The records below hold a stretch from the line with "Extract man with" through the line with "Extract rectangular white"; return exactly those lines, ends included, and nothing more.
......
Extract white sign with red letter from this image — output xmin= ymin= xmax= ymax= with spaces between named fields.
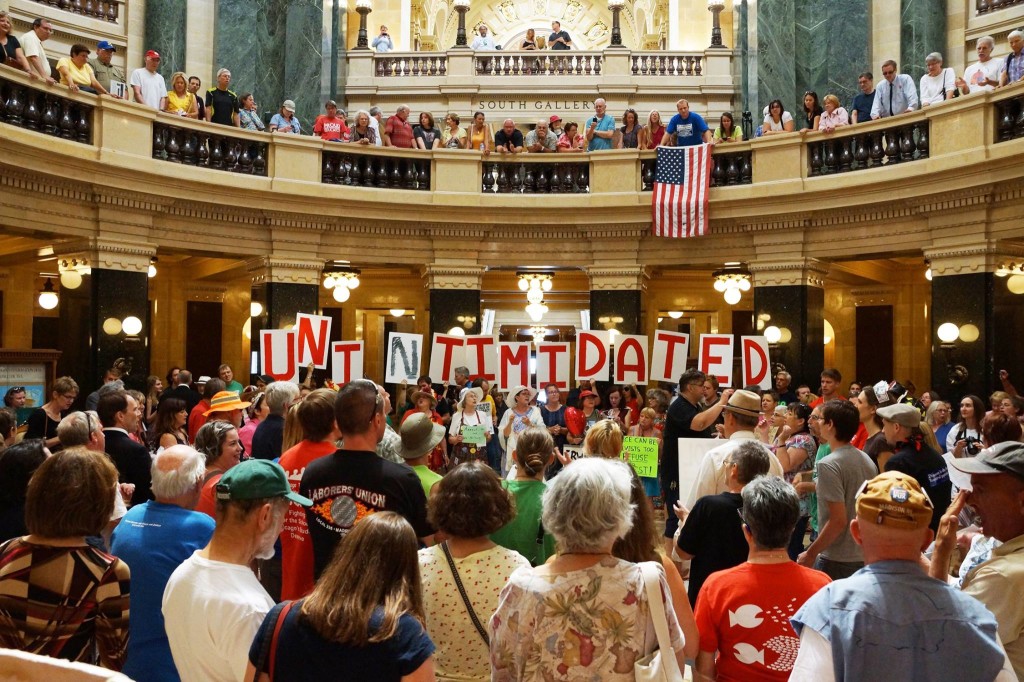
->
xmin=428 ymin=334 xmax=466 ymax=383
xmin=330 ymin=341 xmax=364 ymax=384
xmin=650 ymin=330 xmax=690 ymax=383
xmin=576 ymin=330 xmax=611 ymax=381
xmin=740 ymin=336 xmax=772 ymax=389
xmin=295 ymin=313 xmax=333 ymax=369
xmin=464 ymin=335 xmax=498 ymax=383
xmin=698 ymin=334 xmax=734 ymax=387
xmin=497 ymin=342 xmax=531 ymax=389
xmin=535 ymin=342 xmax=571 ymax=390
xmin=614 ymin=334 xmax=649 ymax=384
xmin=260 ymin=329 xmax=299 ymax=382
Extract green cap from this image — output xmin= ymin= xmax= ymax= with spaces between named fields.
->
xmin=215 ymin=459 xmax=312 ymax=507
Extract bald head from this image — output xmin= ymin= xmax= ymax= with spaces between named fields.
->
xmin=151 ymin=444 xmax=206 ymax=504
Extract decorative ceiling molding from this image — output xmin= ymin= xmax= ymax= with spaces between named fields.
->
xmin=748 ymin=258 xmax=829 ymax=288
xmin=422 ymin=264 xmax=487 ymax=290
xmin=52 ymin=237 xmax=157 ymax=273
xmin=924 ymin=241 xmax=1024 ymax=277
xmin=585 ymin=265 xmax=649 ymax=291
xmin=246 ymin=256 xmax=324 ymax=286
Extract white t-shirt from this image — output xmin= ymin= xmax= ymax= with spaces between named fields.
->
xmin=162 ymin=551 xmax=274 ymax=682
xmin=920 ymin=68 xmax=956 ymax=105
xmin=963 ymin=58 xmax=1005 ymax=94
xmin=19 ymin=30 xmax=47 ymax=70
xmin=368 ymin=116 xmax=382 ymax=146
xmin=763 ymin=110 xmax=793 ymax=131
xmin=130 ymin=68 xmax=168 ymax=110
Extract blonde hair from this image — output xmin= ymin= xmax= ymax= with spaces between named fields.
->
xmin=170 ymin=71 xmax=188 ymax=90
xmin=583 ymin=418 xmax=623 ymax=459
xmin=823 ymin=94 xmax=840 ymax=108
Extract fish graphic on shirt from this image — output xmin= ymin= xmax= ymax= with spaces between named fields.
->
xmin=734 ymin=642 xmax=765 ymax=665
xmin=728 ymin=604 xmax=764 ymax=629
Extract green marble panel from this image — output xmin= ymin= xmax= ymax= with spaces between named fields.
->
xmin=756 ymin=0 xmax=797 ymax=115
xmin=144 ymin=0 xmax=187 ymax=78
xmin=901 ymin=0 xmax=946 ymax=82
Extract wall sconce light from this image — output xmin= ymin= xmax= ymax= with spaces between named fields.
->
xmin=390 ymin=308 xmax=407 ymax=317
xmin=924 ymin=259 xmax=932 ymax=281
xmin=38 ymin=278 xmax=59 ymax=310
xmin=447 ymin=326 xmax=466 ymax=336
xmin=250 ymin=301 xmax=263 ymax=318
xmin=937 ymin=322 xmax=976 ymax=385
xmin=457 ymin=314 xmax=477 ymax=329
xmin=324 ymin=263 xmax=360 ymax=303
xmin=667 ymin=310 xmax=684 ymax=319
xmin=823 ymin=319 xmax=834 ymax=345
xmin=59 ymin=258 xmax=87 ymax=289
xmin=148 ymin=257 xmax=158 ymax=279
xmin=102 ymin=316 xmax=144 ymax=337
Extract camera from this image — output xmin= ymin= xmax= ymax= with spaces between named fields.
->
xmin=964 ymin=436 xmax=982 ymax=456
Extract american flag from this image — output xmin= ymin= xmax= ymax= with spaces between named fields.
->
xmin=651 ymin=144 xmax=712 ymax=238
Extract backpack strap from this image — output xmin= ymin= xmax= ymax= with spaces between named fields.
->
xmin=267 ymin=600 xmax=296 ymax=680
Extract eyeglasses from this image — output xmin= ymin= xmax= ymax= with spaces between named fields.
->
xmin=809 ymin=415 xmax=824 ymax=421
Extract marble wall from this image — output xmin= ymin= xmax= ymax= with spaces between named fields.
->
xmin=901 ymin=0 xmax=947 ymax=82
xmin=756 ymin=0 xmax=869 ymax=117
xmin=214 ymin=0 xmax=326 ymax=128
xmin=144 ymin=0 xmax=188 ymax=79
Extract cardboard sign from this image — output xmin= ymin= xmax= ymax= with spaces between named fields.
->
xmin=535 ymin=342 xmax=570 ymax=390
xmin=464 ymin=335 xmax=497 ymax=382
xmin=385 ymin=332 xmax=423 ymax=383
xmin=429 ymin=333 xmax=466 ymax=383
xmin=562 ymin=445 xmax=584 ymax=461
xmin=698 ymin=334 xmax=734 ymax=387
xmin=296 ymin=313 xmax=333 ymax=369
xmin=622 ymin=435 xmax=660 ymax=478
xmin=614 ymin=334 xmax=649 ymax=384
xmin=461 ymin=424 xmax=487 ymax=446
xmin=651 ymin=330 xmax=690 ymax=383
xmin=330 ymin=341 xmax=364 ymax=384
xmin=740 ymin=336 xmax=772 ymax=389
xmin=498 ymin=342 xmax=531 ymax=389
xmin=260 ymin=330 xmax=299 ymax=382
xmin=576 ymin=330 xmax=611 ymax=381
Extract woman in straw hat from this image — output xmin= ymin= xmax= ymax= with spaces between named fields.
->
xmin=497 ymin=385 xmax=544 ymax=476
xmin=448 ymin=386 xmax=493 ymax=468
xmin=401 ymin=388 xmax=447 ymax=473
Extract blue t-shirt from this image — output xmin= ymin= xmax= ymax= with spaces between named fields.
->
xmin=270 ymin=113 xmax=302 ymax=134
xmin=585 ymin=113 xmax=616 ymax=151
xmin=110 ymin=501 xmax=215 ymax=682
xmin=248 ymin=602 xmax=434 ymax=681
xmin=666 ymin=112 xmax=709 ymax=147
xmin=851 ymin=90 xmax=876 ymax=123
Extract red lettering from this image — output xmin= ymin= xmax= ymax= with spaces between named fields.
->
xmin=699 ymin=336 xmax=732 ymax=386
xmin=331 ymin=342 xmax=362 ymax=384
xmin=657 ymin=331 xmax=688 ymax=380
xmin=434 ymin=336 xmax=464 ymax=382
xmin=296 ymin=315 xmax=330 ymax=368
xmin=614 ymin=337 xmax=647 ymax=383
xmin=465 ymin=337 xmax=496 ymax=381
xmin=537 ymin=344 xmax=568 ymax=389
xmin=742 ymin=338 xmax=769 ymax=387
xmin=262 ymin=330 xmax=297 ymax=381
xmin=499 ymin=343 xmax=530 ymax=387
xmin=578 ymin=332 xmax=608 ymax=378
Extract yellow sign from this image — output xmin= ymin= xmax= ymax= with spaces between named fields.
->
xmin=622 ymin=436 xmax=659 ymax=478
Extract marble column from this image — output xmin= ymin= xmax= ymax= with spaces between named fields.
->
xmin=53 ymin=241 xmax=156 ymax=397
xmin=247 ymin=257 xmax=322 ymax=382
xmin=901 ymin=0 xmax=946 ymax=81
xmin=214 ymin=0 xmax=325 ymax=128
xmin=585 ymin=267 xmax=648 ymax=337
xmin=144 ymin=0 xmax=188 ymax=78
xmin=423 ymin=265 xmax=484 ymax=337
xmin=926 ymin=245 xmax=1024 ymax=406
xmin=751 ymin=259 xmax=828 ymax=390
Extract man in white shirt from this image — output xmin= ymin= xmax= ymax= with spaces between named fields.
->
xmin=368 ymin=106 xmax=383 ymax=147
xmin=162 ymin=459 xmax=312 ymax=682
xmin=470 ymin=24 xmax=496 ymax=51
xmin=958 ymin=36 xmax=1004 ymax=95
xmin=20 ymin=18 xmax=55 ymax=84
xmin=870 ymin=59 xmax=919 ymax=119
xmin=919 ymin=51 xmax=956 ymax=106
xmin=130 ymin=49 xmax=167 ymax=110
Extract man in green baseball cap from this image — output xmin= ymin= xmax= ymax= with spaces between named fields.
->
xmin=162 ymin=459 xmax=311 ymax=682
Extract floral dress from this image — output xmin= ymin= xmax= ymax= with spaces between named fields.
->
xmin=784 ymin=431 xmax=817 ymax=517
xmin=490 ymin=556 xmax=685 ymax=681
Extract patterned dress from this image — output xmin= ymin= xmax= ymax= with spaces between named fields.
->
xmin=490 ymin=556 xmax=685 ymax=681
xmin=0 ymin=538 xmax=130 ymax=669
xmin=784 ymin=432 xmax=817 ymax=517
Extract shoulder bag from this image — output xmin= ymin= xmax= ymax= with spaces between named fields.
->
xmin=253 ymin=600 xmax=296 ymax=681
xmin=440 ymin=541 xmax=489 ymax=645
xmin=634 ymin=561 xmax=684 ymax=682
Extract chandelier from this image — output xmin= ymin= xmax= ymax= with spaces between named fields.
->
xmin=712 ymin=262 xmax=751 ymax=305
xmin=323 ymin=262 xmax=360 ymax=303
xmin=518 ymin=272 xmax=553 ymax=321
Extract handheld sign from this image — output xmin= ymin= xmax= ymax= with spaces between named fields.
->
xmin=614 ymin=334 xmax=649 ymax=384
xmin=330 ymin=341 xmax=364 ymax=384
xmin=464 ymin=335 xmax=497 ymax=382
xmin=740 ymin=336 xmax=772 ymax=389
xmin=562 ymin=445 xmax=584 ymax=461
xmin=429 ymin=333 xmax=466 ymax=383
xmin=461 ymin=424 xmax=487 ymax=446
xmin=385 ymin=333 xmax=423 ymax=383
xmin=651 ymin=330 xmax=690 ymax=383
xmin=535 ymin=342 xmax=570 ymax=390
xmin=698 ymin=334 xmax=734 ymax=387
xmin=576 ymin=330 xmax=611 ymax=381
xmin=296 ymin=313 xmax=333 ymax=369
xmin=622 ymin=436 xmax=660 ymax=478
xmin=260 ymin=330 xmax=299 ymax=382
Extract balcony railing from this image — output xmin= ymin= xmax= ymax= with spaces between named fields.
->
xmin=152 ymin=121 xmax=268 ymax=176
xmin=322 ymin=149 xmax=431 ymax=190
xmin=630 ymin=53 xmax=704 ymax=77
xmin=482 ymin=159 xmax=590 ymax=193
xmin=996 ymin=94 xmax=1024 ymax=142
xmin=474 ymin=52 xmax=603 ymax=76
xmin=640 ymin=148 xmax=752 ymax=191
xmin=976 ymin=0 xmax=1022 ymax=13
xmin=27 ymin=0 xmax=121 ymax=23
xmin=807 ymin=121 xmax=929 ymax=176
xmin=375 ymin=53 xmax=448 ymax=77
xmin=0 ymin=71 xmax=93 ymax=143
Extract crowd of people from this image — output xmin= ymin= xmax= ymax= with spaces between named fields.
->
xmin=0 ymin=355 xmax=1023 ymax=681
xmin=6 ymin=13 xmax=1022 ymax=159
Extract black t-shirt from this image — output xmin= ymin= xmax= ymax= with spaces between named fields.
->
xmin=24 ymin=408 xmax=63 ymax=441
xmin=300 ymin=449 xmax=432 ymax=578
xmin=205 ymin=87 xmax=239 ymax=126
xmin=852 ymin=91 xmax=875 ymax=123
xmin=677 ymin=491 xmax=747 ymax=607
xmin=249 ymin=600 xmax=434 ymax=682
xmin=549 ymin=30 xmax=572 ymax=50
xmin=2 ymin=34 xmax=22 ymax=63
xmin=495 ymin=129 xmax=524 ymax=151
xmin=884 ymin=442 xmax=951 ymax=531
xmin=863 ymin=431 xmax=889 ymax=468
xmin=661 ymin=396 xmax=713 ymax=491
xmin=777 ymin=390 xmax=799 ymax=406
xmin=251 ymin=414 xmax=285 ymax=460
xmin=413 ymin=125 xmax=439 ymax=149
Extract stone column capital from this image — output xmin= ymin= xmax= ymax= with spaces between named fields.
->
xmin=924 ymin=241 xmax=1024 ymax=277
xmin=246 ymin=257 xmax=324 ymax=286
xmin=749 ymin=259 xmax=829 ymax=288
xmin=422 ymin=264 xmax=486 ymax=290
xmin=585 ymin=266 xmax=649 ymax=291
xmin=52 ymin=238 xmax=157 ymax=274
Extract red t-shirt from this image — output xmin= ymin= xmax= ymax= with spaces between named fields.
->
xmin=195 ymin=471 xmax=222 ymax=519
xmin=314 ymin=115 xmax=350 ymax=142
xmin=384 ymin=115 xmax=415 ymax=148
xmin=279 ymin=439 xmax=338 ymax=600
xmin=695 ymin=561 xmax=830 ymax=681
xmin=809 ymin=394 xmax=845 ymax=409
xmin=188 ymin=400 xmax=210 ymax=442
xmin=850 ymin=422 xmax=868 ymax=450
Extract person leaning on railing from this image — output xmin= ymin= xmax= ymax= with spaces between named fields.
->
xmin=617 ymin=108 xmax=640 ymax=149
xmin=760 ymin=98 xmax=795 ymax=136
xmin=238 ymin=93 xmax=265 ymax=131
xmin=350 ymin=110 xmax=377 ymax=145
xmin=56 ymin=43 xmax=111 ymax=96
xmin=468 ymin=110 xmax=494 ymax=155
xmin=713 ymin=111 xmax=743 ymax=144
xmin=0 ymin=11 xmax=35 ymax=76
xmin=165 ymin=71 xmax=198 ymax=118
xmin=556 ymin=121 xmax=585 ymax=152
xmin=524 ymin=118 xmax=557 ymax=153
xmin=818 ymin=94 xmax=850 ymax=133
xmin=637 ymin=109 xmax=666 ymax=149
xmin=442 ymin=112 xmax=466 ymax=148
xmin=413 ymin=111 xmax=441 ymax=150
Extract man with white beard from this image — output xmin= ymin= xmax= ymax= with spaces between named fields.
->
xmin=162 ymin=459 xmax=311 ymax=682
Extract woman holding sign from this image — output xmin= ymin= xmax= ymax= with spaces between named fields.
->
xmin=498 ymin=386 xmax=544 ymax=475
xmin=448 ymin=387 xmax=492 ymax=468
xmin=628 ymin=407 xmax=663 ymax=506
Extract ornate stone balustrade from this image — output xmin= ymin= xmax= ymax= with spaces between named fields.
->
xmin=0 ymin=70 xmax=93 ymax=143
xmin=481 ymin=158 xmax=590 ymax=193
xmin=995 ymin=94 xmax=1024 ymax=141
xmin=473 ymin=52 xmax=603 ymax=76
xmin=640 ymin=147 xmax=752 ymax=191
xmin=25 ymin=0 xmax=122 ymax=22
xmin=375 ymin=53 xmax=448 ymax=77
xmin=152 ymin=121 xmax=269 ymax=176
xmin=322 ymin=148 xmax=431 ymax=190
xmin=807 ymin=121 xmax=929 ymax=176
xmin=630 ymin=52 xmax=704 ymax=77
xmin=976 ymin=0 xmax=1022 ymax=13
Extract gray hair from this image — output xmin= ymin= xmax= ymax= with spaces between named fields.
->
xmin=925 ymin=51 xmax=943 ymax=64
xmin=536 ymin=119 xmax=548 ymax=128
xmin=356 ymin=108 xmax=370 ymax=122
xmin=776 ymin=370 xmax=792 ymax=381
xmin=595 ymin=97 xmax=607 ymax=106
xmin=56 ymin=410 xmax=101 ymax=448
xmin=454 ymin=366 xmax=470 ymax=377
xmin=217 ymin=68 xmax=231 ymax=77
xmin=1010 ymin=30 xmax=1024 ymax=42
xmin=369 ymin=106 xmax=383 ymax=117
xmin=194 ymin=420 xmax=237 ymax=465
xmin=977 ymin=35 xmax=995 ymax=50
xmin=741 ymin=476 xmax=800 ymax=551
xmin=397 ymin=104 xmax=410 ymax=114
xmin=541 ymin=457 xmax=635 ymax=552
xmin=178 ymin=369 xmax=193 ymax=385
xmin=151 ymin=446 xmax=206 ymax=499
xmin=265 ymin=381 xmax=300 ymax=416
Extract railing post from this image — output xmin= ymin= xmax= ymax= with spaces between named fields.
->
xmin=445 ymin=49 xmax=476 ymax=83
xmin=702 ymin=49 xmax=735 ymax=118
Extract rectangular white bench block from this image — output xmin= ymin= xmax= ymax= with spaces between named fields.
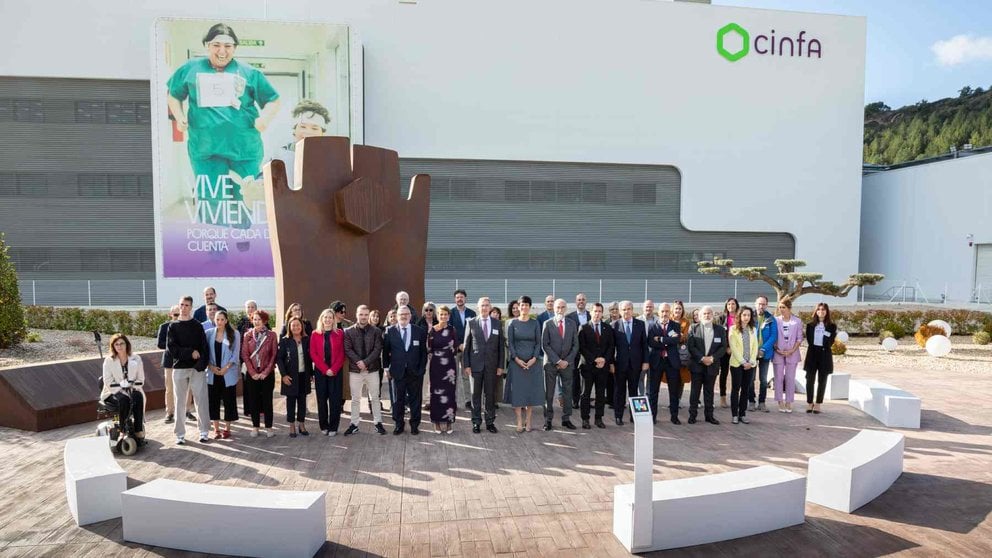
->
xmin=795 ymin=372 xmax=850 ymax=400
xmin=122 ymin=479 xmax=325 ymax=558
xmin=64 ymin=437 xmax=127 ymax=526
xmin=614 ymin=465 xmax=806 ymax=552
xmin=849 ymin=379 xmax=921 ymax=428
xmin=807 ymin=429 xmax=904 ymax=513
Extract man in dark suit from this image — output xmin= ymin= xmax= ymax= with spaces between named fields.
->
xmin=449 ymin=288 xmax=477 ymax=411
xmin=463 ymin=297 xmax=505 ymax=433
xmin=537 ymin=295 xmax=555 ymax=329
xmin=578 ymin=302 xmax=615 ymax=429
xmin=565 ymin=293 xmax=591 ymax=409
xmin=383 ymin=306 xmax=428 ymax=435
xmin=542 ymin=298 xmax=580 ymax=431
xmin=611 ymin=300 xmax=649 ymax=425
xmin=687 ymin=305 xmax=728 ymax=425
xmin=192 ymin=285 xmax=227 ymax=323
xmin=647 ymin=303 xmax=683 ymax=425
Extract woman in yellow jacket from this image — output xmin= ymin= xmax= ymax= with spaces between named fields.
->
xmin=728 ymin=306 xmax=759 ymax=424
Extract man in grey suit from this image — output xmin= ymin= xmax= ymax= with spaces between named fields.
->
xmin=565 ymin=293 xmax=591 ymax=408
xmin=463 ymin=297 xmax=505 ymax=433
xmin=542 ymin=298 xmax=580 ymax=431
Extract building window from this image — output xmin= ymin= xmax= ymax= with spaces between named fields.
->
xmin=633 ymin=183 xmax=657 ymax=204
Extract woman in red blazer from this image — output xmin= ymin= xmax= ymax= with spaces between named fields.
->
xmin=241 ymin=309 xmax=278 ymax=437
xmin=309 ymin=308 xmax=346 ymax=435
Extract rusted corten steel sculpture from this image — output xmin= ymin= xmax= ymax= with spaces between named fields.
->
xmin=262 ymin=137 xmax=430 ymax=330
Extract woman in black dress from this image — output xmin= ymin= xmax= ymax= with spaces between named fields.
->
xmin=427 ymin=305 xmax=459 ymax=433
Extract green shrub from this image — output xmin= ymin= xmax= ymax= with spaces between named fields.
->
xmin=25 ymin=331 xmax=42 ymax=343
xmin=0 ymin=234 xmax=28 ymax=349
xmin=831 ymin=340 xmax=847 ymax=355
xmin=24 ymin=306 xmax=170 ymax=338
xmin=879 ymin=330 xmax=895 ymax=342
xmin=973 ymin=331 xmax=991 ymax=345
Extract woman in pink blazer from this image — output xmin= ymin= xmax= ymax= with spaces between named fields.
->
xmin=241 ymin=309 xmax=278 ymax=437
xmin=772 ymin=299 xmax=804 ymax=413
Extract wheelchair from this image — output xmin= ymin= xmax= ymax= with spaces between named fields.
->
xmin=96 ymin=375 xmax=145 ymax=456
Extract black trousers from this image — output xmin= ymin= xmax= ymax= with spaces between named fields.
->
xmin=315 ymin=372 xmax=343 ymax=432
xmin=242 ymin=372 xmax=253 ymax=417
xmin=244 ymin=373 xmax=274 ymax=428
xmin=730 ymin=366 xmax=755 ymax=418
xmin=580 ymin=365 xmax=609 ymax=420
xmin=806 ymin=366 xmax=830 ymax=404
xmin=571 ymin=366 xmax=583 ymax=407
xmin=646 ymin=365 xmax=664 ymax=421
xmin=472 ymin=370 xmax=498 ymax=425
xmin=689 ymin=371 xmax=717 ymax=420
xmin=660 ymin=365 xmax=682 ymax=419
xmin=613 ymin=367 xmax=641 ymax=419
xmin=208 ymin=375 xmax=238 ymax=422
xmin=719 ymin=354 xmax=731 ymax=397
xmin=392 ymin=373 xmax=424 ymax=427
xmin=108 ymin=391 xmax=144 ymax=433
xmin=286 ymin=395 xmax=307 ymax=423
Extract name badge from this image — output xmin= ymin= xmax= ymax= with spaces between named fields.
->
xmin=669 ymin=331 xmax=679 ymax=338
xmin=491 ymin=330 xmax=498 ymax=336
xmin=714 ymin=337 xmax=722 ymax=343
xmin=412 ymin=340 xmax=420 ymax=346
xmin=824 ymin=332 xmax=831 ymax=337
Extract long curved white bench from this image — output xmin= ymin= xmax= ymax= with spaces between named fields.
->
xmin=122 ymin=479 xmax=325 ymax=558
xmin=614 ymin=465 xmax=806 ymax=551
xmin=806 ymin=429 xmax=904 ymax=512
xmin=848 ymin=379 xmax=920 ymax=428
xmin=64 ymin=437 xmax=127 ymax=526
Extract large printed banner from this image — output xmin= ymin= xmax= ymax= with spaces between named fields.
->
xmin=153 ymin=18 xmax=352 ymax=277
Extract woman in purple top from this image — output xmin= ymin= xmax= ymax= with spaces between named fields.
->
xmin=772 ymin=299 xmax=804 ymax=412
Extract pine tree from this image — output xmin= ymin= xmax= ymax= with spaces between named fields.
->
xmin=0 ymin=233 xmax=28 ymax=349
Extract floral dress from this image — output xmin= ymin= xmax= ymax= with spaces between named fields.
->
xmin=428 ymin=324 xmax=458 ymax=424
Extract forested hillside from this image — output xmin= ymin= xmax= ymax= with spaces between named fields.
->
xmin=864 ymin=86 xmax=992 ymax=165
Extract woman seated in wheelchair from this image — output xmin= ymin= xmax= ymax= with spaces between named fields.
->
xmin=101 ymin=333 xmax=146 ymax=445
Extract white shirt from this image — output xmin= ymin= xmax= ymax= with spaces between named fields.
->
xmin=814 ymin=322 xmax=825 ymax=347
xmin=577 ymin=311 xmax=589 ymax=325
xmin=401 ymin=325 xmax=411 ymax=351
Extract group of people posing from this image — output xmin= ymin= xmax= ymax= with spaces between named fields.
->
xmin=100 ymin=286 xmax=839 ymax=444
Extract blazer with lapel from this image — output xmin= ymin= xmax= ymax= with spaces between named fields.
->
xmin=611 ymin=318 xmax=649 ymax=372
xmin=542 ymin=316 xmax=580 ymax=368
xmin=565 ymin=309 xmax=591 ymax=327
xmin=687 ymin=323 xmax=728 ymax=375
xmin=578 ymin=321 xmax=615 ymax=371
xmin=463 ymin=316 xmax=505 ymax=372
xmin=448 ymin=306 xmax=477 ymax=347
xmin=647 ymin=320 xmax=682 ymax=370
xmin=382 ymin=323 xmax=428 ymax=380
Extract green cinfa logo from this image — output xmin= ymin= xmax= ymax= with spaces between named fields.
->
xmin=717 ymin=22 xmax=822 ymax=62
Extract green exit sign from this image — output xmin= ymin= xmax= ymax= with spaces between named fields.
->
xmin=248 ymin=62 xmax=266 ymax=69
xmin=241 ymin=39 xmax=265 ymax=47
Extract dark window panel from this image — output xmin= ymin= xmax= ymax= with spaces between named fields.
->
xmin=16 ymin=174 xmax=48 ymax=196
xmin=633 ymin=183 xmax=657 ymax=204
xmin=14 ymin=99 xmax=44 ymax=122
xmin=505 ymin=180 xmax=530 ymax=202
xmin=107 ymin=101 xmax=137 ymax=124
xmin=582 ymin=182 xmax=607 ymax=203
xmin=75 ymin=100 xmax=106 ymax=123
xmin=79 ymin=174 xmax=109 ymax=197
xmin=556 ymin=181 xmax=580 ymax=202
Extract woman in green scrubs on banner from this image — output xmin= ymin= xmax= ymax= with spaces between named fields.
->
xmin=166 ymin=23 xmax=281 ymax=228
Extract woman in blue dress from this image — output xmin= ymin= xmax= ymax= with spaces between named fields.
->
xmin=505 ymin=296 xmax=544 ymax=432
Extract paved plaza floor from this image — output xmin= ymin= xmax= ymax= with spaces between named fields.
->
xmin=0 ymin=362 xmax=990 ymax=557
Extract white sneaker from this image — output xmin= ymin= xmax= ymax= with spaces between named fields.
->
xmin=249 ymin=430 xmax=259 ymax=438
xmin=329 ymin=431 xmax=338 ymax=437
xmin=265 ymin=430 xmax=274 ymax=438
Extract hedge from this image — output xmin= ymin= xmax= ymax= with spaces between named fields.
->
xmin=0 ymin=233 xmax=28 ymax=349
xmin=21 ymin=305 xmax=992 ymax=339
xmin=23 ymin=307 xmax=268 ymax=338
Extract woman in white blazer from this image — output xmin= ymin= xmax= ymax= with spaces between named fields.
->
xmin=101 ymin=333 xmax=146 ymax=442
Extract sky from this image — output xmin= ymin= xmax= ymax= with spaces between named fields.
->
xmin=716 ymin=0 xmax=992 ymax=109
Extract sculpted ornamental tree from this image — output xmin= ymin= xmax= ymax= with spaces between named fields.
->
......
EXERCISE RESPONSE>
Extract man with white beard from this image — output xmin= ymin= xmax= ymax= with spaces between named fields.
->
xmin=162 ymin=459 xmax=311 ymax=682
Extract woman holding sign from this image — output xmin= ymin= xmax= ymax= with spaces between named fields.
->
xmin=498 ymin=386 xmax=544 ymax=475
xmin=448 ymin=387 xmax=492 ymax=468
xmin=628 ymin=407 xmax=663 ymax=506
Extract ornate stone balustrade from this image — output xmin= ymin= xmax= ymax= with spaces between named fields.
->
xmin=0 ymin=70 xmax=93 ymax=143
xmin=481 ymin=158 xmax=590 ymax=193
xmin=995 ymin=94 xmax=1024 ymax=141
xmin=473 ymin=52 xmax=603 ymax=76
xmin=640 ymin=147 xmax=752 ymax=191
xmin=25 ymin=0 xmax=122 ymax=22
xmin=375 ymin=53 xmax=448 ymax=77
xmin=152 ymin=121 xmax=269 ymax=176
xmin=322 ymin=148 xmax=431 ymax=190
xmin=807 ymin=121 xmax=929 ymax=176
xmin=630 ymin=52 xmax=704 ymax=77
xmin=976 ymin=0 xmax=1022 ymax=13
Extract gray hair from this image — output xmin= ymin= xmax= ymax= with spaces between named fields.
->
xmin=925 ymin=51 xmax=943 ymax=64
xmin=536 ymin=119 xmax=548 ymax=128
xmin=356 ymin=108 xmax=370 ymax=122
xmin=776 ymin=370 xmax=792 ymax=381
xmin=595 ymin=97 xmax=607 ymax=106
xmin=56 ymin=410 xmax=101 ymax=448
xmin=454 ymin=366 xmax=470 ymax=377
xmin=217 ymin=68 xmax=231 ymax=77
xmin=1010 ymin=30 xmax=1024 ymax=42
xmin=369 ymin=106 xmax=383 ymax=117
xmin=194 ymin=420 xmax=237 ymax=465
xmin=977 ymin=35 xmax=995 ymax=50
xmin=741 ymin=476 xmax=800 ymax=551
xmin=397 ymin=104 xmax=410 ymax=114
xmin=541 ymin=457 xmax=635 ymax=552
xmin=178 ymin=369 xmax=193 ymax=385
xmin=151 ymin=446 xmax=206 ymax=499
xmin=265 ymin=381 xmax=300 ymax=416
Extract railing post from this image — output xmin= ymin= xmax= ymax= with spaces between named fields.
->
xmin=445 ymin=49 xmax=476 ymax=83
xmin=702 ymin=49 xmax=735 ymax=118
Extract rectangular white bench block from this image — output xmin= ymin= xmax= ymax= with spaces between named fields.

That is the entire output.